• BEREITGESTELLTER TEXT:
■ ■ ■
Sorgenkind Internet-Händler

Jeder CE-Hersteller geht anders mit dem Handel im Internet um – die meisten jedoch sehr selektiv.

Artikel erschienen in IT Reseller 2006/09

   

Der wachsende Erfolg von Internet-Händlern und der damit einhergehende Preis- und Margenzerfall stellen die Hersteller und Importeure von CE-Produkten vor Probleme: Beliefern oder nicht beliefern? Heinz Häner, Sprecher von JVC Schweiz, bringt es auf den Punkt: «Manchmal ist es cleverer, mit jemandem auf kleiner Flamme zusammenzuarbeiten als überhaupt nicht. Denn nur wer mit am Tisch sitzt, kann mitreden, wie getischt wird.» Klar ist auch: Wer jeden Internet-Händler uneingeschränkt beliefert, kommt mit dem Fachhandel in Konflikt. Denn dieser fürchtet zu Recht um seine Felle, wenn dasselbe Produkt, das er im Laden ausstellt, als Preisbrecher im Internet auftaucht.
■ ■ ■
• IHRE AUFGABEN:
a) Welche Funktion hat Heinz Häner laut dem Text über Internet-Händler?
b) Geben Sie einen Abschnitt aus dem Text über Internet-Händler wörtlich wieder, beginnend bei den Worten „Sorgenkind Internet-Händler“ und endend nach den Worten „im Internet auftaucht.“.
Das Material spielt hierfür keine Rolle.

• GESPEICHERTE DATEN:
■ ■ ■
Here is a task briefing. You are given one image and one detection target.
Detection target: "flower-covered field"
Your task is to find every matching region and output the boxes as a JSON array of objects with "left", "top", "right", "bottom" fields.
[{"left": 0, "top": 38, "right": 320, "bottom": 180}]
■ ■ ■
• VOLLSTÄNDIGE ANTWORTEN:
a) Er ist Sprecher von JVC Schweiz.

b)
Sorgenkind Internet-Händler

Jeder CE-Hersteller geht anders mit dem Handel im Internet um – die meisten jedoch sehr selektiv.

Artikel erschienen in IT Reseller 2006/09

   

Der wachsende Erfolg von Internet-Händlern und der damit einhergehende Preis- und Margenzerfall stellen die Hersteller und Importeure von CE-Produkten vor Probleme: Beliefern oder nicht beliefern? Heinz Häner, Sprecher von JVC Schweiz, bringt es auf den Punkt: «Manchmal ist es cleverer, mit jemandem auf kleiner Flamme zusammenzuarbeiten als überhaupt nicht. Denn nur wer mit am Tisch sitzt, kann mitreden, wie getischt wird.» Klar ist auch: Wer jeden Internet-Händler uneingeschränkt beliefert, kommt mit dem Fachhandel in Konflikt. Denn dieser fürchtet zu Recht um seine Felle, wenn dasselbe Produkt, das er im Laden ausstellt, als Preisbrecher im Internet auftaucht.